>> Start

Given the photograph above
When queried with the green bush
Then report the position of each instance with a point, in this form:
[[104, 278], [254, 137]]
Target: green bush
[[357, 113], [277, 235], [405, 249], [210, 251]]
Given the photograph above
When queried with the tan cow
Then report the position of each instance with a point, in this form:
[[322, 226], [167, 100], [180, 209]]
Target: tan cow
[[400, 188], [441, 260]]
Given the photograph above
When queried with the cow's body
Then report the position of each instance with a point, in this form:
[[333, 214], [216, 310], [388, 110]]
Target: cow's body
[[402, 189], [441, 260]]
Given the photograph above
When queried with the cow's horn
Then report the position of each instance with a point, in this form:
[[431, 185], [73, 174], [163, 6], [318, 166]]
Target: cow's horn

>> End

▸ **Job**
Write out the whole listing exactly.

▸ **Correct answer**
Given the photograph above
When queried with the green bush
Then report the position of each instance with a point, in this form:
[[104, 278], [254, 137]]
Target: green bush
[[357, 113], [277, 235], [405, 249], [210, 251]]
Given the photograph above
When queried with the tan cow
Then report the position of each instance with a point, in this form:
[[322, 226], [167, 100], [180, 209]]
Target: tan cow
[[400, 188], [441, 260]]
Given the photograph above
When queried with the cow's body
Then report the position of each instance with a point, in this form:
[[333, 214], [216, 310], [388, 110]]
Target: cow's body
[[402, 189], [441, 260]]
Given the photograph above
When queried with the cow's horn
Then report the position of each instance with a point, in this form:
[[431, 185], [73, 174], [163, 6], [318, 166]]
Target: cow's horn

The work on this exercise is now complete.